== Records for this exercise ==
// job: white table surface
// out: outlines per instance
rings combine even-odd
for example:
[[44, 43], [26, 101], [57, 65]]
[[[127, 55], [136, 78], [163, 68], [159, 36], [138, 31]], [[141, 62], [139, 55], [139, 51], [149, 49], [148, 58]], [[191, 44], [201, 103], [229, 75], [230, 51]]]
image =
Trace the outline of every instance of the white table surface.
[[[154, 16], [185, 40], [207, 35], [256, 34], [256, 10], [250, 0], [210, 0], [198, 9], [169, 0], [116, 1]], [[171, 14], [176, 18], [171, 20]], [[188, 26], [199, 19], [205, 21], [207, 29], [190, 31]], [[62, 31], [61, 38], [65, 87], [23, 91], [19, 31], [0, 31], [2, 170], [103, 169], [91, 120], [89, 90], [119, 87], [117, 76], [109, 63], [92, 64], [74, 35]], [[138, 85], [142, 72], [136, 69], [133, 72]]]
===
Stated goal
Reproduce the data above, substituting "object" for every occurrence of "instance" and leaving everything else unchanged.

Final result
// job: white table surface
// out: outlines per object
rings combine even-odd
for example:
[[44, 43], [26, 101], [57, 65]]
[[[127, 55], [136, 78], [163, 68], [159, 36], [138, 31]], [[141, 62], [139, 55], [139, 51], [149, 49], [148, 58]], [[191, 44], [201, 103], [229, 75], [230, 51]]]
image =
Trace the outline of every object of the white table surface.
[[[154, 16], [185, 40], [207, 35], [256, 34], [256, 10], [250, 0], [210, 0], [198, 9], [169, 0], [116, 1]], [[171, 14], [176, 18], [171, 20]], [[188, 26], [199, 19], [205, 21], [207, 29], [190, 31]], [[62, 31], [61, 38], [65, 87], [23, 91], [19, 31], [0, 31], [2, 170], [103, 169], [91, 120], [89, 90], [119, 87], [117, 76], [109, 63], [92, 64], [74, 35]], [[138, 85], [142, 72], [136, 69], [133, 72]]]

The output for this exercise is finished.